### Uygulanacak Yönerge
Lütfen aşağıdaki, Kürk Mantolu Madonna romanını konu alan yazıyı kaldığı yerden sürdürün.
──────── Verilen Metin ────────
Kürk Mantolu Madonna, Sabahattin Ali’nin 1943 yılında yayımladığı bir romanıdır. Kürk Mantolu Madonna romandan çok, uzun bir hikaye sayılabilir. Nitekim, kitap yalnızca perspektifiyle değil, kuruluşuyla da bir büyük hikaye görünümündedir. Sabahattin Ali romantik sayılacak bir konuyu ve kişilerini gerçekçi bir tutumla ele alıyor. Bu tutum, yaşamla düş arasındaki çatışmayı sergilemeye elverişli düştüğü için, hikayeye bir çeşit gerilim ve canlılık kazandırmakla kalmıyor, içeriğe belirli bir oranda inandırıcılık da kazandırıyor.

9 Ayrıntıyla Sabahattin Ali’nin Kürk Mantolu Madonna’sı:

Askerde kolu çatlakken yazdı!

Askerde kolu çatlakken yazdı!
──────── Sağlanan Kayıtlar ────────
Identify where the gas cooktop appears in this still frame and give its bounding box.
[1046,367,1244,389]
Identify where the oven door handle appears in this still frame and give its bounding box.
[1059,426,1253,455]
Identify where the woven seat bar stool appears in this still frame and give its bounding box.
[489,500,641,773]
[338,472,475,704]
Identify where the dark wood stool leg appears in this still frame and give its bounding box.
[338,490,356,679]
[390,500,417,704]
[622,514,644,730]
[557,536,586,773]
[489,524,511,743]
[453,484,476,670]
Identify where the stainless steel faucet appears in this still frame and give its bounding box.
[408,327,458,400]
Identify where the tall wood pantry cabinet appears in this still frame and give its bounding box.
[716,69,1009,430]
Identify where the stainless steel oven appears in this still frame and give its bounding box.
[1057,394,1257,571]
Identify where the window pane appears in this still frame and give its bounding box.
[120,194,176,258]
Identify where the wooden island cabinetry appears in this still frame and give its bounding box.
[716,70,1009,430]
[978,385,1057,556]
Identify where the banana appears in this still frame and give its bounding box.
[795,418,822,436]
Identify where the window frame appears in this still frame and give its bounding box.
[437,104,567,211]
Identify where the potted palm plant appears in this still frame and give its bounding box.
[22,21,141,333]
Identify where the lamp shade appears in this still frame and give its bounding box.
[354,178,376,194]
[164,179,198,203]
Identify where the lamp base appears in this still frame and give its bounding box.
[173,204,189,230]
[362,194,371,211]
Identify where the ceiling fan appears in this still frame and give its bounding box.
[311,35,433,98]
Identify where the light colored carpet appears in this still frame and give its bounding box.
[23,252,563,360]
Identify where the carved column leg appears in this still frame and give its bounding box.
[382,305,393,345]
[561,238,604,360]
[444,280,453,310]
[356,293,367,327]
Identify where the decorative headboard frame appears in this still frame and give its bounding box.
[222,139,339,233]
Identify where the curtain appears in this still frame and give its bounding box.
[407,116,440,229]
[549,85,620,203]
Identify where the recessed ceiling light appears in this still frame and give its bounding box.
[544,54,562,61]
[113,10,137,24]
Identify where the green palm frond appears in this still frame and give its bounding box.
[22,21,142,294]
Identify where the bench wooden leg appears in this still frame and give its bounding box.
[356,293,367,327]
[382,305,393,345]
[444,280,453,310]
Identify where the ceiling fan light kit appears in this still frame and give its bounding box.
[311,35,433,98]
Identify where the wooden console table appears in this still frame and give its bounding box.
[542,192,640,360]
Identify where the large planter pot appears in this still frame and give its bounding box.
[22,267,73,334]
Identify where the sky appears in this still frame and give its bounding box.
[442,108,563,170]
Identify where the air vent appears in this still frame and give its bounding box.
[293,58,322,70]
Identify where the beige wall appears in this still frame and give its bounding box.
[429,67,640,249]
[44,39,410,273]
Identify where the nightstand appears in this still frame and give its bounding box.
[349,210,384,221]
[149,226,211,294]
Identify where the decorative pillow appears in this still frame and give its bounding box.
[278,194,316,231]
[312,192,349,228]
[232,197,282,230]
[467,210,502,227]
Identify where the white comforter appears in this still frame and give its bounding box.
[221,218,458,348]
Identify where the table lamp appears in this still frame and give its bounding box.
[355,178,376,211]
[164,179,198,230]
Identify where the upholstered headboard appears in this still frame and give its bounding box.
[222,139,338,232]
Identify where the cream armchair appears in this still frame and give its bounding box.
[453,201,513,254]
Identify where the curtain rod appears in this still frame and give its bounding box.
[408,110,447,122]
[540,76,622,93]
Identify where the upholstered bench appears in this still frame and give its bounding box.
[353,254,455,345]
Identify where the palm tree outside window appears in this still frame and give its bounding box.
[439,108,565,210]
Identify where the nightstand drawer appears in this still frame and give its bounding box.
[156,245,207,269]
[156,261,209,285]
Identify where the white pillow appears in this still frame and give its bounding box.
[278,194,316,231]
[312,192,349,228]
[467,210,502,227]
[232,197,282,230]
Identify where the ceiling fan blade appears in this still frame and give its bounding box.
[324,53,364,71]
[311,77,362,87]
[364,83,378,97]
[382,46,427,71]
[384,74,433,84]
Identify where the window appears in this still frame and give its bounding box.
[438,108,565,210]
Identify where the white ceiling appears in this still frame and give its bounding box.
────────
### Görev Çıktısı
Kürk Mantolu Madonna romanında Maria Puder ve Raif Efendi’nin aşkını anlatan Sabahattin Ali, askerdeyken, kolu çatlak halde yazdı. Ali’nin kitabı yazarken yaşadığı acıyı giderebilmek için kolunu sık sık sıcak suya soktuğu biliniyor. Deyim yerindeyse Kürk Mantolu Madonna, Ali’nin dizinin üstünde yazdığı bir kitap.

İlk kez gazetede tefrika olarak yayınlandı

İlk kez gazetede tefrika olarak yayınlandı
Raif Efendi’nin içsel yolculuğunu aşk ile sarıp sarmalayarak okuyucuya sunan roman, ilk olarak 1940 yılında Hakikat gazetesinde “Büyük Hikaye” başlığı altında 48 bölüm olarak yayımlandı, sonra 1943 yılında Remzi Kitabevi tarafından basıldı.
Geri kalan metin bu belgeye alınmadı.